# Task to carry out
Filter the lines below down to those containing the string "blue", copying each match in full. Case counts.

# Available data
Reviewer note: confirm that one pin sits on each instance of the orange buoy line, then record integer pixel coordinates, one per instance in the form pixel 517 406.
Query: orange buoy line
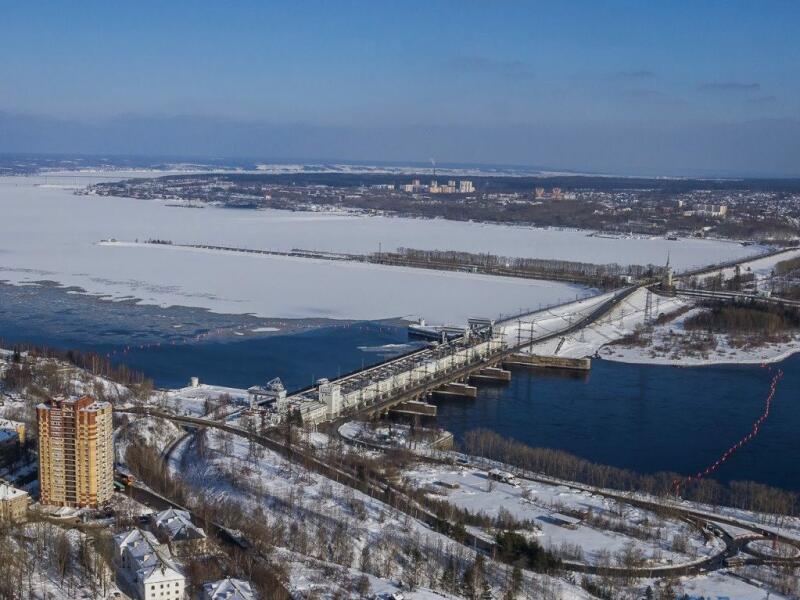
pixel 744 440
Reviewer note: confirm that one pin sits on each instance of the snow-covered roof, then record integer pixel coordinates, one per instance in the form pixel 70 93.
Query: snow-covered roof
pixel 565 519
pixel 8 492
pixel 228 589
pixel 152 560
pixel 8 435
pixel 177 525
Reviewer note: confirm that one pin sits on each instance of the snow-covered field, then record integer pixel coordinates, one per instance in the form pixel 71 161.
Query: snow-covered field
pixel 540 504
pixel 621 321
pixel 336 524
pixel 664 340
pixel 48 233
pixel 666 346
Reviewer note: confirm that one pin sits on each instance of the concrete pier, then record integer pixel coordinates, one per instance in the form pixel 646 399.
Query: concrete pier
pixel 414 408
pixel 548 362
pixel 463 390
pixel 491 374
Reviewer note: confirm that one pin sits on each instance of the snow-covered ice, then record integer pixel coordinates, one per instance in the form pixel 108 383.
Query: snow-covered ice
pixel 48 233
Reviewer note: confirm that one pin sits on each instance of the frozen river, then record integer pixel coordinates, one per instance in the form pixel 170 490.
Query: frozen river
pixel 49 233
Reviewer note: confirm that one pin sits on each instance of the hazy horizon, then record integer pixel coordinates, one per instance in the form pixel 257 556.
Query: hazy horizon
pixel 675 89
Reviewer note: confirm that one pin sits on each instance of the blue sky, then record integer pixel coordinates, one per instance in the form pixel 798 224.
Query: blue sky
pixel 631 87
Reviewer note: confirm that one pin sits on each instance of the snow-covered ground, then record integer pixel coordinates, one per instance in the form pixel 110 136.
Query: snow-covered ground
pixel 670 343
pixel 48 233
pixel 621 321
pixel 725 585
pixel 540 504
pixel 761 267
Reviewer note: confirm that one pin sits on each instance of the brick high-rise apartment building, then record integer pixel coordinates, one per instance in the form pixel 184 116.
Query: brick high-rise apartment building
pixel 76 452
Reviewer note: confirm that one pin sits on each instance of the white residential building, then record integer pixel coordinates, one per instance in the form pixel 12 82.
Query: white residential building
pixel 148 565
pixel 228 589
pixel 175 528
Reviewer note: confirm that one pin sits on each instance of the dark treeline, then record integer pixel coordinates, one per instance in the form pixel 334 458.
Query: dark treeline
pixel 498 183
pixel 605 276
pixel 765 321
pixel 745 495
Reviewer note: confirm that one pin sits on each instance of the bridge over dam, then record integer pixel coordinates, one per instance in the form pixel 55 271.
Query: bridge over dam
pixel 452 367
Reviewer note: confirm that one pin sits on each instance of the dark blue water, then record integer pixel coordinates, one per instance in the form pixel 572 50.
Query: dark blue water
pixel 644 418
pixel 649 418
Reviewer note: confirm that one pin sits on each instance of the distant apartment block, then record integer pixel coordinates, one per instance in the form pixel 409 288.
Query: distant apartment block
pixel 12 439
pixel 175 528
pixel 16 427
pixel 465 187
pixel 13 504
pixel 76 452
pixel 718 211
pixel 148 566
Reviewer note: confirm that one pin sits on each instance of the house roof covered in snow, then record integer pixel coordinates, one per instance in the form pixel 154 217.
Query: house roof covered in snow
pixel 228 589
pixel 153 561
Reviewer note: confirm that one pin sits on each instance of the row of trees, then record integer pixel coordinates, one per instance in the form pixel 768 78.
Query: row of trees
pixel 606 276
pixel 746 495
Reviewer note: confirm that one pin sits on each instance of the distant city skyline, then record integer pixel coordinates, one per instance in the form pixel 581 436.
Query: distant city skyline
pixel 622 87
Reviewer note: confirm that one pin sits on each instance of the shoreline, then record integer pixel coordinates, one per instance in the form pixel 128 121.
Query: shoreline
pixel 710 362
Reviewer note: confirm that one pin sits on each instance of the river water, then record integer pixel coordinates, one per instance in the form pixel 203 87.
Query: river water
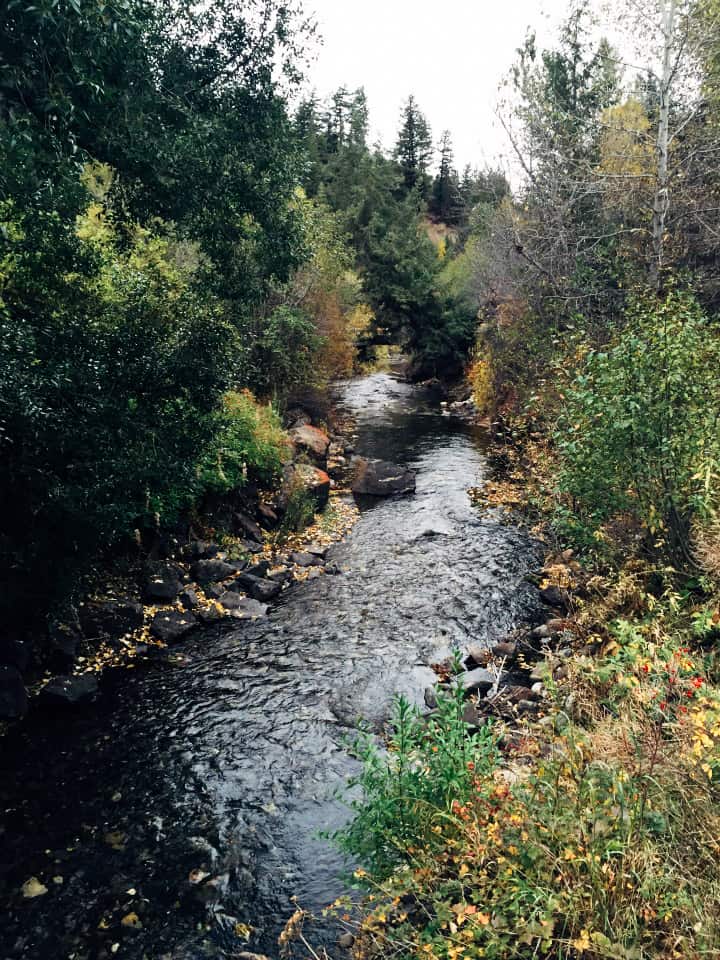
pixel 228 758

...

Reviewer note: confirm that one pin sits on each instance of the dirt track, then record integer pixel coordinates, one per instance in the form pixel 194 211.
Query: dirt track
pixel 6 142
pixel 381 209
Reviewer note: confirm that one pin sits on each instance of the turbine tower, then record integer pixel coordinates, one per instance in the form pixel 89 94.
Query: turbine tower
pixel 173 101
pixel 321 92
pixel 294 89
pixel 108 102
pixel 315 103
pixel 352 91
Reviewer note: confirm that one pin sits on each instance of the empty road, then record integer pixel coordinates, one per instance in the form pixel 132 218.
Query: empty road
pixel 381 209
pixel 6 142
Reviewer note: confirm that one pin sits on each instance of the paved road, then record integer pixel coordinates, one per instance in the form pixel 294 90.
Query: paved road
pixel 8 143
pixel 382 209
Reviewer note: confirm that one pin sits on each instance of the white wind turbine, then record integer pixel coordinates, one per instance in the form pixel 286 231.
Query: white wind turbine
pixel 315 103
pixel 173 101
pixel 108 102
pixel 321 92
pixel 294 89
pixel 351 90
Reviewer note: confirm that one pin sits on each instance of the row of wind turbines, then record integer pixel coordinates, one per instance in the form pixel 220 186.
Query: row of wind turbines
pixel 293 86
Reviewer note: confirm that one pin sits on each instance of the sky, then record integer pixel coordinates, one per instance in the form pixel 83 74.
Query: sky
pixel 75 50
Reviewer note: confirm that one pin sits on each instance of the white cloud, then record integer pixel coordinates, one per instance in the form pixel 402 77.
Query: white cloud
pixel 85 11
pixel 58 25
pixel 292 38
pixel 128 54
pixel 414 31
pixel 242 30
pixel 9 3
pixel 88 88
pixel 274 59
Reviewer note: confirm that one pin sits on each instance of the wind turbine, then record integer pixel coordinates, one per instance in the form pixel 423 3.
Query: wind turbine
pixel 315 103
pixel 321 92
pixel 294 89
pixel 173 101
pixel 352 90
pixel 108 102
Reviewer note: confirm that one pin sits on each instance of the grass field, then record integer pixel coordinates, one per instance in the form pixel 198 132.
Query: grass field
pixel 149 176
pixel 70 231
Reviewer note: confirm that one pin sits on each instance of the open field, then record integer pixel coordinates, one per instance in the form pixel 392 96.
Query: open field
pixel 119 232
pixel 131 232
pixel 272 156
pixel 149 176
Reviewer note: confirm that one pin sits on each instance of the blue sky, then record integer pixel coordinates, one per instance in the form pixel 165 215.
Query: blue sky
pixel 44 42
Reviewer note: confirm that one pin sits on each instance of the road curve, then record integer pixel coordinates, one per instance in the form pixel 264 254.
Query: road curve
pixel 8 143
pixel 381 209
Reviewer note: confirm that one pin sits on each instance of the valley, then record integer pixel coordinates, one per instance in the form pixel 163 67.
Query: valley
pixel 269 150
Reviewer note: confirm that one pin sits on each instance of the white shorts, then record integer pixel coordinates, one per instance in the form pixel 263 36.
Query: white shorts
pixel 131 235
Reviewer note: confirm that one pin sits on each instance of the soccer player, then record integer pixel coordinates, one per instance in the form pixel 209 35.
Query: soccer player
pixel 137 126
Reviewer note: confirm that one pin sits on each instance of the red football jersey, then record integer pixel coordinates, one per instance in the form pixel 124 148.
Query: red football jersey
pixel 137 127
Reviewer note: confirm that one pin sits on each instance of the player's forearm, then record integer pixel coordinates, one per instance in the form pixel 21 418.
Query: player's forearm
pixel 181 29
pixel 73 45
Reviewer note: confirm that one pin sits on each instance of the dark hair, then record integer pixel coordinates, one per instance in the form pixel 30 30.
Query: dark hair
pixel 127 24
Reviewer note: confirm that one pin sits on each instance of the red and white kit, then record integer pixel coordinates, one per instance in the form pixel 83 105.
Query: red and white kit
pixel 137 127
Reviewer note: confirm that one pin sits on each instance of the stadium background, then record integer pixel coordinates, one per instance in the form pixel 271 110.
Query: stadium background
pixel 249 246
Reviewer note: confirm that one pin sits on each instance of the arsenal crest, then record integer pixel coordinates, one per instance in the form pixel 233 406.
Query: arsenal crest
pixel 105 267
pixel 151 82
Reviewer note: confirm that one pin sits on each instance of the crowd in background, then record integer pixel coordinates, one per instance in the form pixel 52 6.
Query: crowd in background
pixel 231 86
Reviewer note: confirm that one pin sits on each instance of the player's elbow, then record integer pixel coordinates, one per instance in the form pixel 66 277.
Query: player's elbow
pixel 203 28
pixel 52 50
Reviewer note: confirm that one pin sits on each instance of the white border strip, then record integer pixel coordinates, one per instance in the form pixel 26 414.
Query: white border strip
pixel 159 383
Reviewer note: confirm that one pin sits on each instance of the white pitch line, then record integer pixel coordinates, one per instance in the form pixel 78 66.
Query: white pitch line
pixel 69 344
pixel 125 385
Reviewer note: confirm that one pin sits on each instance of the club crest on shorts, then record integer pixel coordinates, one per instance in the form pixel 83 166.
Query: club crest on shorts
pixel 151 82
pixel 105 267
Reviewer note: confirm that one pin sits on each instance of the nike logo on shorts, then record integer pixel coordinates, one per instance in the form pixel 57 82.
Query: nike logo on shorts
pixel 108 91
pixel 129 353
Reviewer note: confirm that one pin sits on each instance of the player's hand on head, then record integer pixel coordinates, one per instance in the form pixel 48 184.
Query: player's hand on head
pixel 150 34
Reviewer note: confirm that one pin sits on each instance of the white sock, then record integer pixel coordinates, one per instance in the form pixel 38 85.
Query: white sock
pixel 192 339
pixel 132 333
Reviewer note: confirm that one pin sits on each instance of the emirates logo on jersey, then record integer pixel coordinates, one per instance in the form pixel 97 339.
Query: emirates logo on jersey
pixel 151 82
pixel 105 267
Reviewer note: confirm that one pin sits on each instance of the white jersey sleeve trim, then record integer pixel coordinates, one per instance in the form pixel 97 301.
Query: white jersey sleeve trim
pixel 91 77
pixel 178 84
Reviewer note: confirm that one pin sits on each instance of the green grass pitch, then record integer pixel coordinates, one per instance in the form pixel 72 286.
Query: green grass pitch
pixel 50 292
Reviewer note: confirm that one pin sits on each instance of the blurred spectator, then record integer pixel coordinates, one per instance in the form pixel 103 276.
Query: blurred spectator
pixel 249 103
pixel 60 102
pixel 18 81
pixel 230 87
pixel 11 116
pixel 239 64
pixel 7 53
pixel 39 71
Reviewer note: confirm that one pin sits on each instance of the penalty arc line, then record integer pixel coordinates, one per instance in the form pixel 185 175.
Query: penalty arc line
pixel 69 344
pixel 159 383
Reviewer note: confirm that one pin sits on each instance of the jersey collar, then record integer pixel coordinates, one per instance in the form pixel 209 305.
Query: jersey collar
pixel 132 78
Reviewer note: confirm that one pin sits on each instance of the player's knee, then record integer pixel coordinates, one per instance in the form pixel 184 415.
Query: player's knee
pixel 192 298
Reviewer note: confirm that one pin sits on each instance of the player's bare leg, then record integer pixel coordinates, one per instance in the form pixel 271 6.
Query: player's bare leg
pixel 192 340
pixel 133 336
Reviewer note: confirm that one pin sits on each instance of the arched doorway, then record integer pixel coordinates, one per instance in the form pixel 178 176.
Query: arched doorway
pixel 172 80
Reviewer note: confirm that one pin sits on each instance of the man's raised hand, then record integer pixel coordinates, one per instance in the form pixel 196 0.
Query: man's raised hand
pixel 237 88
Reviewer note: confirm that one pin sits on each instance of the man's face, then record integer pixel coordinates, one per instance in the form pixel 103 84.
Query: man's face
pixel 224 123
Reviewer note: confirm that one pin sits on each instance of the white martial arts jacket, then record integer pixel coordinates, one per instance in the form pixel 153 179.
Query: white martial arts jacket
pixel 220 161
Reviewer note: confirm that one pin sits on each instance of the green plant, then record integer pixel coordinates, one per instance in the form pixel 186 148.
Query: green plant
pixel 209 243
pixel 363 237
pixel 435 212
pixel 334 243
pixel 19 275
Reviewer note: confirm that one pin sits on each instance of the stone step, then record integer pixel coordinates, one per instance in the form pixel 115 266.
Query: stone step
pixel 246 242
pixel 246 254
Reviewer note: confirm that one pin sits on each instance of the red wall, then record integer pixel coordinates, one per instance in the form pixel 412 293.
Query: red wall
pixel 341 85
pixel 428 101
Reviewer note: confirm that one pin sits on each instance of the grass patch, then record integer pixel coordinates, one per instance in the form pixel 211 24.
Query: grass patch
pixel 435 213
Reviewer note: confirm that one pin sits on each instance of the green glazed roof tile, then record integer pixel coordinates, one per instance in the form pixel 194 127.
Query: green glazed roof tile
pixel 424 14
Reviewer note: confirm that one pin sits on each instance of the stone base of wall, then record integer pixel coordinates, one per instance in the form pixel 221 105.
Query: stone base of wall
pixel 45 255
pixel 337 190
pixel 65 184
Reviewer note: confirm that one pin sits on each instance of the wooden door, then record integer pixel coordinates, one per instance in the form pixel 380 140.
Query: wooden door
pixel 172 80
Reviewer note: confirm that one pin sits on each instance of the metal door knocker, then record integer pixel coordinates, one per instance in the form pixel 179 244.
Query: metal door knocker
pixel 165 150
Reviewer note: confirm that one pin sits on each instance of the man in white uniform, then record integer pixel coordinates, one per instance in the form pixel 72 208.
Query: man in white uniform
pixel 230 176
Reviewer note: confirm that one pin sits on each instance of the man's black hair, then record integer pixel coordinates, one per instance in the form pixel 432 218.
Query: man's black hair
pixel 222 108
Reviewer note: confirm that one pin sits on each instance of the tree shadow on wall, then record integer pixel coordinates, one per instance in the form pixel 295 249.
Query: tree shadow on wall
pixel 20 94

# Response to this exercise
Reviewer note: confirm that one pin sits on each instance of the blue sky, then record integer pixel coordinates, one per instance in the form pixel 798 224.
Query: blue sky
Reviewer note: confirm that one pin sits on each instance of the dark blue water, then record integer pixel coordinates, one per instance in the form pixel 572 50.
Query: dark blue water
Reviewer note: confirm that one pin sits on each instance of the blue sky, then record integer pixel coordinates, one per instance in the form pixel 165 215.
Query: blue sky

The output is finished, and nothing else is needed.